THE TASKS
1 - Please retype the part of the Bull issue thread starting at "I'm initialising bull's" and ending at "reproduce the issue.".
2 - Answer these questions from the Bull issue thread:
(a) Which ioredis version did Shahtaj-Khalid update to?
(b) What Nodejs version is listed?
(c) How often does Bull send the brpoplpush command against the process queue?
3 - Extend the Bull issue thread, starting right after its last line.

Bull process stops consuming new messages #2612

Shahtaj-Khalid · 2023-06-12T02:13:41Z

Description

I'm initialising bull's process at the start of my worker (running via docker and k8s), and it continues to listen to the message against the configured queue. Problem is, I have noticed that after some time (few hours, it's not some fix time), bull stops consuming new message, even though jobs do exists in the wait queue, I have checked in redis.
When I re-start my worker pod, it starts consuming those jobs again.
There are no errors in the 'error' event right away, when the consumer stop processing new jobs, but sometimes, I observed below error in my worker after few more hrs:

 at TCP.onStreamRead (internal/stream_base_commons.js:209:20) {
  errno: -104,
  code: 'ECONNRESET',
  syscall: 'read'
}

Minimal, Working Test code to reproduce the issue.

This is how I'm initialising bull, and activating process method

Worker.jobQueue = new Bull(jobName, { prefix, redis: redisOptions, enableReadyCheck: false, settings: { maxStalledCount: 30 } });

Worker.jobQueue.process(flags.concurrency, async (job) =>
		this.runJob(job),
);
...

async runJob(job: Bull.Job): Promise<IBullJobResponse> {
// some code
       return {
		success: true,
	};
}

Also, please note : when I restart my redis pod, redis throws unreachable error which gets recovered and bull continues to consume new messages. It seems like this issue is happening only when redis throws Connection reset by peer error, and it's not getting caught by error event as well right away, it takes some hours, and once error event is received, bull starts processing the queued jobs again.

Bull version

"bull": "^4.10.2",
"ioredis": "^4.28.5"
Nodejs: 14.15

Additional information

Since I'm not receiving any error event, it's hard to debug this, kindly let me know what could possibly trigger this issue, it's a severe issue in my case since we are relaying on bull for all data processing, thank you.

The text was updated successfully, but these errors were encountered:

qlereboursBS · 2023-06-25T10:32:15Z

Can you try without an async function please?
I just had the same issue and it seems to work with the done function.

Worker.jobQueue.process(flags.concurrency,(job) =>
		this.runJob(job).then(() => done())
);

manast · 2023-06-25T14:52:23Z

@qlereboursBS there would be no difference, in either using done (without async), or returning a promise, or using async. Just do not define an async function (or return a promise) and use done at the same time. In other words, the code you pasted above will not work.

Shahtaj-Khalid · 2023-06-25T15:38:48Z

@qlereboursBS I have tried without async too, observing same issue.
I updated ioredis version to 5.2.4, still observing same issue.

@manast I came across a similar issue : #890, I'm passing maxRetriesPerRequest: null & enableReadyCheck: false in redis options as well, still observing same issue.

Can you please guide what to do here??

manast · 2023-06-28T10:37:15Z

By any chance could you test with BullMQ instead? if BullMQ does not suffer from this problem then we know it is something specific to Bull and it may be easier to spot the reason for it.

manast · 2023-06-28T10:40:01Z

I can also see that both Bull and BullMQ use the same version of ioredis, so if the issue also exists in BullMQ then it could be some reconnection issue with IORedis, otherwise, the problem must come from the error handling logic in Bull.

Shahtaj-Khalid · 2023-06-28T12:38:44Z

I'm able to narrow down the issue, Seems like the issue is with error handling logic of Bull, I'm able to reproduce this every time in below scenario occur:

I ran MONITOR command on redis, to monitor every call
Observed that Bull sends brpoplpush command every 5 seconds against the process queue.

RECORDS PROVIDED
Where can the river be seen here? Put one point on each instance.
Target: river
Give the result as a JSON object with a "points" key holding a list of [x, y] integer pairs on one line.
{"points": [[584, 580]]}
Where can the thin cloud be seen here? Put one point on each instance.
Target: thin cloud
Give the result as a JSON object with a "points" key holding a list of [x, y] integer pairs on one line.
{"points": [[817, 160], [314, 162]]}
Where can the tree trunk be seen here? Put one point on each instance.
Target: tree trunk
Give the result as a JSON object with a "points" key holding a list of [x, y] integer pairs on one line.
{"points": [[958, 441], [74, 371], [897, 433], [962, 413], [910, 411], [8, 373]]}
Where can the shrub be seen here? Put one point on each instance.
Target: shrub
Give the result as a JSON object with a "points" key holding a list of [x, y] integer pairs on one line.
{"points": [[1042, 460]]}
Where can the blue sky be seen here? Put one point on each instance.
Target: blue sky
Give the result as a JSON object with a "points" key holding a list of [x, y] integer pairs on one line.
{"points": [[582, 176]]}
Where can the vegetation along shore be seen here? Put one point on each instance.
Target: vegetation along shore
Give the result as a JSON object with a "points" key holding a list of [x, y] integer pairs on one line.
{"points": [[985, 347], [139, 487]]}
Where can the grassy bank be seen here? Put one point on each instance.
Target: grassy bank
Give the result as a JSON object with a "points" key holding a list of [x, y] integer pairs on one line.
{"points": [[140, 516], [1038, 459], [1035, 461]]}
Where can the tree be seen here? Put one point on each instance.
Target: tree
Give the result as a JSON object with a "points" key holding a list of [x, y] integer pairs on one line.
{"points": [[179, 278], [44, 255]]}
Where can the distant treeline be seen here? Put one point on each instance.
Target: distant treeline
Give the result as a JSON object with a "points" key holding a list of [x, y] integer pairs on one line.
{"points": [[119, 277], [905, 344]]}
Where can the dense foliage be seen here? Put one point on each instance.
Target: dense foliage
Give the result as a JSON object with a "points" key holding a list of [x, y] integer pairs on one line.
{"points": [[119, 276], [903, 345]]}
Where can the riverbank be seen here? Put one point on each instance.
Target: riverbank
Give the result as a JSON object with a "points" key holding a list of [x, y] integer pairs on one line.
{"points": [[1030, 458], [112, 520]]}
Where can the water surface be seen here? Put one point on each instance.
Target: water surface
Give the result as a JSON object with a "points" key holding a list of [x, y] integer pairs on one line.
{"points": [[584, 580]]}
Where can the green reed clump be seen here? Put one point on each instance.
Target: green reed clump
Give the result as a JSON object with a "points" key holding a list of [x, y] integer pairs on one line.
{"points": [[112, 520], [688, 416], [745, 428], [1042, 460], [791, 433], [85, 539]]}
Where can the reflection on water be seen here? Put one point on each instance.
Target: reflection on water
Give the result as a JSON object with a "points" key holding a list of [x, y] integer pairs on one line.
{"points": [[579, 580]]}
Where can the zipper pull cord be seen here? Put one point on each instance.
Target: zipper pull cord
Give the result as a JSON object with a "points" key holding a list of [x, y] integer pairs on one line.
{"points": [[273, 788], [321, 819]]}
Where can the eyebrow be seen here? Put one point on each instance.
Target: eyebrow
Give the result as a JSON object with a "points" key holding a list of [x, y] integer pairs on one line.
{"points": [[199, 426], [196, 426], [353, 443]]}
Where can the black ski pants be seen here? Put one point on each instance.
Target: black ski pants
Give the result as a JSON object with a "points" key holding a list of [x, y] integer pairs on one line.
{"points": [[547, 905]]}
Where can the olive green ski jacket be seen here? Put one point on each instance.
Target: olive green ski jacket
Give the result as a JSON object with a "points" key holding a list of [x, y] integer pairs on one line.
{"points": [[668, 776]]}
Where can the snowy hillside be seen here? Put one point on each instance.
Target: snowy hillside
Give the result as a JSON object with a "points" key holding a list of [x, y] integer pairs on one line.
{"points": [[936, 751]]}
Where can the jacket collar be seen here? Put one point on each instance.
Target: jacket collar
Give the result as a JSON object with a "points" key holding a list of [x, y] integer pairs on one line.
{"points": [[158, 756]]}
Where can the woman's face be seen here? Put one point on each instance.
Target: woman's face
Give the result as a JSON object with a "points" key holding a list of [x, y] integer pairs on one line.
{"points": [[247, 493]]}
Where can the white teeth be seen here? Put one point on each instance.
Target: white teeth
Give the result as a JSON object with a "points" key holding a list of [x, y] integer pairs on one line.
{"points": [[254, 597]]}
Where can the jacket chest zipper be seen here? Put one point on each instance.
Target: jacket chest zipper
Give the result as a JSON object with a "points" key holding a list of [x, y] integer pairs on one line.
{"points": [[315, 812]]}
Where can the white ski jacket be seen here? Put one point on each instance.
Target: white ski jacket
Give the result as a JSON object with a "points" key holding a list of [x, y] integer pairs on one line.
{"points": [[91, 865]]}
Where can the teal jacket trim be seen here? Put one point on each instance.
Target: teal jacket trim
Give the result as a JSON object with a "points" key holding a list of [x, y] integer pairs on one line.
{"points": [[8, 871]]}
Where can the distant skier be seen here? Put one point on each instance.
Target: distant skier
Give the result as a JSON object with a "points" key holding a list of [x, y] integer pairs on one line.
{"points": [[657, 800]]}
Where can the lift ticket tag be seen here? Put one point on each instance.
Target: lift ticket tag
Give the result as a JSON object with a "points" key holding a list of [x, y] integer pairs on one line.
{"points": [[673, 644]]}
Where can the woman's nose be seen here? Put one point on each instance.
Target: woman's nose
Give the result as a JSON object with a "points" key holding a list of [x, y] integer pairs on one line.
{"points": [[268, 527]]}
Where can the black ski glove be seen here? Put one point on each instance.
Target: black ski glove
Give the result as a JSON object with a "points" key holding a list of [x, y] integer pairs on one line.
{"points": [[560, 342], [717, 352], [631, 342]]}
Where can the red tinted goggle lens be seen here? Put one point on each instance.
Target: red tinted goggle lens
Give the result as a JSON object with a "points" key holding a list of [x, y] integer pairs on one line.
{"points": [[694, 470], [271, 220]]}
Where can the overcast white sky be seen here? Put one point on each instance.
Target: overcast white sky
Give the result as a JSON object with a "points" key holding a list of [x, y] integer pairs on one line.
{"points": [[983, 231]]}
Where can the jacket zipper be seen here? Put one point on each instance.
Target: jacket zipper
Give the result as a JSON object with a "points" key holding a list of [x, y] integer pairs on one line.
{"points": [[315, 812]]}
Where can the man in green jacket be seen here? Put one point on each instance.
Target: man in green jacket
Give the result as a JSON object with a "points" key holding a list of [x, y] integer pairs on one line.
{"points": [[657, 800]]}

REPLIES
1 -
I'm initialising bull's process at the start of my worker (running via docker and k8s), and it continues to listen to the message against the configured queue. Problem is, I have noticed that after some time (few hours, it's not some fix time), bull stops consuming new message, even though jobs do exists in the wait queue, I have checked in redis.
When I re-start my worker pod, it starts consuming those jobs again.
There are no errors in the 'error' event right away, when the consumer stop processing new jobs, but sometimes, I observed below error in my worker after few more hrs:

 at TCP.onStreamRead (internal/stream_base_commons.js:209:20) {
  errno: -104,
  code: 'ECONNRESET',
  syscall: 'read'
}

Minimal, Working Test code to reproduce the issue.

2 -
(a) 5.2.4
(b) 14.15
(c) Every 5 seconds

3 -
Sent some messages in bull and they were being consumed properly.
After few hours, redis MONITOR stopped with error : Error: Connection reset by peer
Right after this, When I re-ran the redis Monitor, brpoplpush command is not getting issued anymore and bull stops consuming new messages as well.

Also, no error event is produced by bull in this case, but after hrs, bull emits below error event :

at TCP.onStreamRead (internal/stream_base_commons.js:209:20) {
  errno: -104,
  code: 'ECONNRESET',
  syscall: 'read'
}

and after this, process's event loop is resumed, and it starts processing the messages again.

--
also, Please Note that I'm using ioRedis directly in the same project to perform some other tasks, and it's connected with the same redis server, which my bull instance is connected with, but that client (which is directly using ioRedis) continues to work as expected even after above error in redis.
But a Point to note here is, even ioRedis didn't emit any error when my redis encountered Connection reset by peer error.

Hope this information helps.

cc: @manast

manast · 2023-06-28T14:56:29Z

I wonder if this is not an issue with ioredis actually. For instance, the setting "maxRetriesPerRequest: null" will work so that a command will never fail, "Set maxRetriesPerRequest to null to disable this behavior, and every command will wait forever until the connection is alive again (which is the default behavior before ioredis v4).". It is possible that a bug in ioredis prevents the brpoplpush command to be re-executed when the connection is alive again.
Any chance to test with BullMQ instead as suggested earlier?

Shahtaj-Khalid · 2023-06-28T15:41:09Z

We are using Bull in our project, if this is absolutely necessary to fix the issue, I can give this a try, but we want to continue to use Bull until unless there is an absolute need to switch.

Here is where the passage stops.